### Problem details
Edit these lines by changing "brown" to "gray" wherever it appears, and keep everything else the same. Don't include the pictures in your answer.

Items from a dataset
★ ★ ★ ★ ★ ★ ★

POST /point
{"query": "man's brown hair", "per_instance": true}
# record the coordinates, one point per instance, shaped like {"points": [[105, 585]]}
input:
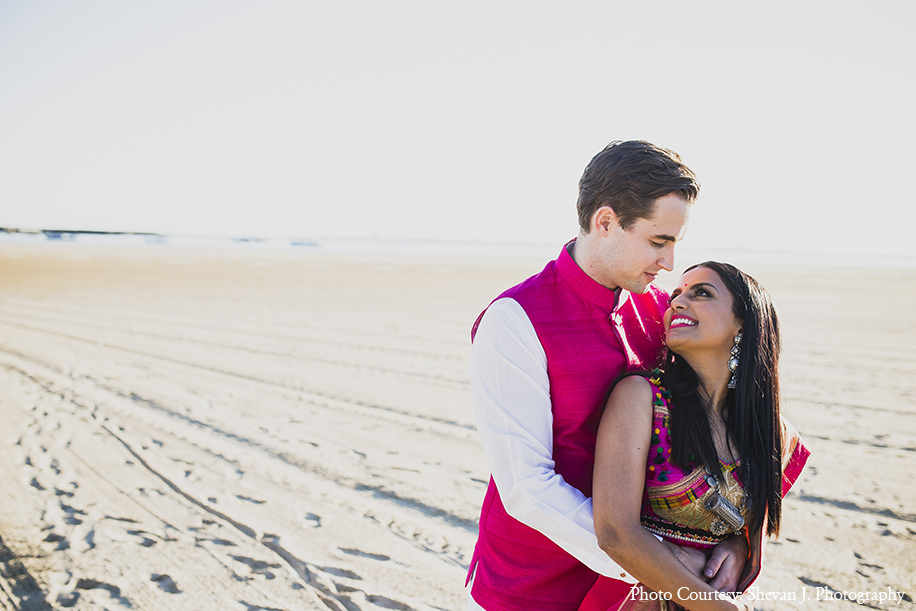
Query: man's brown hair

★ ★ ★ ★ ★ ★ ★

### Answer to the exercise
POST /point
{"query": "man's gray hair", "per_instance": true}
# record the coordinates, one point per instance, shaped like {"points": [[105, 585]]}
input:
Query: man's gray hair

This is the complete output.